# Sezione del documento:

“La segreteria del SAPPE, sindacato autonomo polizia penitenziaria, ritiene a questo punto che sia troppo facile archiviare la vicenda del carcere di Bari, come l’ennesimo episodio di violenza nei confronti di un detenuto con problemi psichiatrici da parte di aguzzini torturatori che se la ridono, quasi fosse la scena di alcuni film sulla violenza in carcere”. Sono queste le parole del sindacato della polizia penitenziaria a seguito degli arresti e delle sospensioni per presunti atti di violenza nei confronti di un detenuto, avvenuti nel carcere di Bari.
“Chiediamo ciò – si legge in una nota – per amore di verità e giustizia, poiché non possiamo pensare che dei normali padri di famiglia onesti e perbene, che da decenni che per 1600 euro al mese vengono aggrediti con minacce, sputi e qualche lesione, siano completamente impazziti. Finora ha parlato solo l’accusa tirando fuori immagini cruente che comunque devono essere stigmatizzate, poi sarà la difesa a controbattere , però a noi interessa capire perché si è arrivati a questo punto. E per fare ciò crediamo che gli investigatori non debbano andare lontano, poiché nel mese di settembre proprio il SAPPE depositò presso la procura di Bari due esposti che possono spiegare a nostro parere, cosa sia successo. Il primo chiamava in causa i capi del DAP poiché dopo aver previsto un organico di poliziotti penitenziari per gestire un certo numero di detenuti , ne ha aumentato la capienza del 55%, senza però provvedere a rivedere l’organico che, anzi è diminuito in maniera paurosa.
Tutto ciò oltre a non consentire ai poliziotti di poter fruire dei diritti spettanti in maniera continua, quali riposi e ferie, li costringe anche ad effettuare turni di lavoro di 8,10,12 ore occupando più posti di servizio contemporaneamente con grandissimo stress, in quanto svolti in ambienti non proprio rilassanti. Invitiamo – si legge ancora – il garante dei detenuti, politici e giornalisti a passare qualche ora insieme all’unico poliziotto che nelle ore serali e notturne deve gestire fino a tre piani da solo, per vedere l’effetto che fa. Nell’esposto vengono poi rappresentate tutta una serie di situazioni molto delicate e massacranti per i poliziotti.
Il secondo esposto invece riguarda la gestione e la cura dei detenuti psichiatrici che invece di essere ristretti in infermerie o reparti attrezzati con medici ed infermieri adeguati, vengono ospitati nelle normali sezioni detentive insieme agli altri detenuti, con il poliziotto che oltre a far fronte agli innumerevoli impegni giornalieri di una popolazione sovraffollata, ne ha la responsabilità. Anche in questo caso abbiamo dettagliato tutta una serie di situazioni. Noi riteniamo che il detenuto in questione “non doveva” stare in quel posto, poiché ci è stato riferito che sarebbe stato trasferito da un altro carcere sempre per motivi “precauzionali ”, per cui doveva essere controllato più attentamente da specialisti in altri ambienti più sicuri per tutti, e non in una normale sezione detentiva ove poteva facilmente venire in possesso di cose che possono fare male a se od agli altri(cosa che è avvenuta).

Dati per l'ancoraggio di oggetti in linguaggio naturale
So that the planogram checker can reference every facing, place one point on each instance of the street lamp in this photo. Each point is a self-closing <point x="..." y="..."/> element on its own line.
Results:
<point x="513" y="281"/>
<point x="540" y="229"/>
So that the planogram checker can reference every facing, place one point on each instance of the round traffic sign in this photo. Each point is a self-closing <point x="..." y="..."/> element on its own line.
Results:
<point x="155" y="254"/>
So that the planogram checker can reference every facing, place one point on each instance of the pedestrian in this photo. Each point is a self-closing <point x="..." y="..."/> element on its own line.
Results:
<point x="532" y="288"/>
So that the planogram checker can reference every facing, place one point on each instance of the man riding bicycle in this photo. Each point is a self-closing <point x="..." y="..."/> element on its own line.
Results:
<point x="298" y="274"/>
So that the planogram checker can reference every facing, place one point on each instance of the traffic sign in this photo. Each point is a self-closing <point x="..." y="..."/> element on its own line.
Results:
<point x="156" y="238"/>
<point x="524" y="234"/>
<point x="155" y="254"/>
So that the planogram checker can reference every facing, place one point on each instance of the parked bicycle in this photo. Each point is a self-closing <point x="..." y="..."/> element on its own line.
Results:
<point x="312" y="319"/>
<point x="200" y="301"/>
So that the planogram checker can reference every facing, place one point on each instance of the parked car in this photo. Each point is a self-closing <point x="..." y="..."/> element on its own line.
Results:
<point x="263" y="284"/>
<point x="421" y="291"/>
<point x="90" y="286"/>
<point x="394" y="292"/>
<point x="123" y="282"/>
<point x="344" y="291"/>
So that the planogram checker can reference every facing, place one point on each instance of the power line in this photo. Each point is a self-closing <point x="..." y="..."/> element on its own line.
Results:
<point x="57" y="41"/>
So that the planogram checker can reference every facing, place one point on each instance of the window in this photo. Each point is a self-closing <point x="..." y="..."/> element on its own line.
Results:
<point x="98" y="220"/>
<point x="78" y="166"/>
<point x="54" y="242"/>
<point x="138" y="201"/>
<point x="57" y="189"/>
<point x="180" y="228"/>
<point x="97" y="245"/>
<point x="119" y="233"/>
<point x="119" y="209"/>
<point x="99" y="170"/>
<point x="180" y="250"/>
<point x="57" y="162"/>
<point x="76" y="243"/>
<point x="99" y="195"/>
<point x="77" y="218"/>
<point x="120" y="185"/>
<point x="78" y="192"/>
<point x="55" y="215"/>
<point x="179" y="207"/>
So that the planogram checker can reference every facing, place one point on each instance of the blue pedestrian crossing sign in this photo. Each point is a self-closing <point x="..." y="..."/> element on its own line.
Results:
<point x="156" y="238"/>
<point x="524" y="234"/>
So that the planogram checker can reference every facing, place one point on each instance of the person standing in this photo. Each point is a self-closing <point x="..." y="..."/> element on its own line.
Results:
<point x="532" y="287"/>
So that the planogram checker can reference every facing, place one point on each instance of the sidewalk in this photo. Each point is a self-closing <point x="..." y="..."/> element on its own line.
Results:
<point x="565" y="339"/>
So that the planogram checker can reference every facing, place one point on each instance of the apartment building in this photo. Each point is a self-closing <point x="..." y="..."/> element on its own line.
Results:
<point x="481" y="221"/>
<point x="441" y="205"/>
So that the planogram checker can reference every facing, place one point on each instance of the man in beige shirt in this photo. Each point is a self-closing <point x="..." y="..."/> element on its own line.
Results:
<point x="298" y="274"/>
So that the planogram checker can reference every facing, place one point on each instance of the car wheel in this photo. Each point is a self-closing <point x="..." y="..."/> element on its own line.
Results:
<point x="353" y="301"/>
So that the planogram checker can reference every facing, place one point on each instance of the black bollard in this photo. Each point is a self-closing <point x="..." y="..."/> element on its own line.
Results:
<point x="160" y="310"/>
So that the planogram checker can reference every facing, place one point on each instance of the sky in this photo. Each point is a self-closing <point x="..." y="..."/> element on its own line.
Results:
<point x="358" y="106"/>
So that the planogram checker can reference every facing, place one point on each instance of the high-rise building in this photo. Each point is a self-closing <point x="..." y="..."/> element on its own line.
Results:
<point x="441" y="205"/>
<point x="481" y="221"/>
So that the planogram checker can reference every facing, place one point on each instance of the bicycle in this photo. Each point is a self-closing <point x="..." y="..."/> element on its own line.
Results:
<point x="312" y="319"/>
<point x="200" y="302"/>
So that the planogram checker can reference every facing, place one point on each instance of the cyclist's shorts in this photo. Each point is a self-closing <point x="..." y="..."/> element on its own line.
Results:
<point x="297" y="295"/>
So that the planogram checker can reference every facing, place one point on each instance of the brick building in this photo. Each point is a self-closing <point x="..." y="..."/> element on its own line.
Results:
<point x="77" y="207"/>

# Attività da svolgere:
a) Rispondi alle seguenti domande sul testo relativo al carcere di Bari:
(i) In quale mese il SAPPE depositò i due esposti presso la procura di Bari?
(ii) Di quale percentuale è stata aumentata la capienza secondo il primo esposto?
(iii) Fino a quanti piani deve gestire da solo l'unico poliziotto nelle ore serali e notturne?
b) Riproduci fedelmente il passo del testo relativo al carcere di Bari compreso tra "Tutto ciò oltre" e "per i poliziotti.", estremi inclusi.

# Risultati delle attività:
a)
(i) Nel mese di settembre.
(ii) Del 55%.
(iii) Fino a tre piani.

b)
Tutto ciò oltre a non consentire ai poliziotti di poter fruire dei diritti spettanti in maniera continua, quali riposi e ferie, li costringe anche ad effettuare turni di lavoro di 8,10,12 ore occupando più posti di servizio contemporaneamente con grandissimo stress, in quanto svolti in ambienti non proprio rilassanti. Invitiamo – si legge ancora – il garante dei detenuti, politici e giornalisti a passare qualche ora insieme all’unico poliziotto che nelle ore serali e notturne deve gestire fino a tre piani da solo, per vedere l’effetto che fa. Nell’esposto vengono poi rappresentate tutta una serie di situazioni molto delicate e massacranti per i poliziotti.